**Work required**
Copy the entries from the first line through the line containing "[[284, 94], [203, 99], [304, 118]]", swapping "parked car" for "stationary vehicle" and changing nothing else. Omit the pictures.

=== Available records ===

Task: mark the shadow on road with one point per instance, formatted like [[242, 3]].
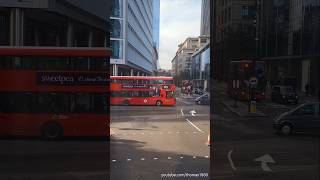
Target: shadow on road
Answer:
[[130, 161]]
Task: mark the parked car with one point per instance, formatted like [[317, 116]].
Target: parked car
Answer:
[[284, 94], [203, 99], [304, 118]]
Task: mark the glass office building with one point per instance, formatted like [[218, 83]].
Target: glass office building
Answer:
[[132, 37]]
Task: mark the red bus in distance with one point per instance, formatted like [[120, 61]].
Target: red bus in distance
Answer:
[[142, 90], [54, 91]]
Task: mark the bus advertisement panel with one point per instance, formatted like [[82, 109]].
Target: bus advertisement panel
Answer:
[[142, 90], [54, 92]]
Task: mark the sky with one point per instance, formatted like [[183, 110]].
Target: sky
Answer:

===

**Finished answer**
Task: mark the shadow on road with one point per instance, formatted like [[242, 3]].
Target: shadow on road
Answer:
[[130, 161]]
Task: mark the stationary vehicle with one point per instance, formatted like [[317, 116]].
Target: stationary vehicle
Answer:
[[284, 94], [203, 99], [304, 118]]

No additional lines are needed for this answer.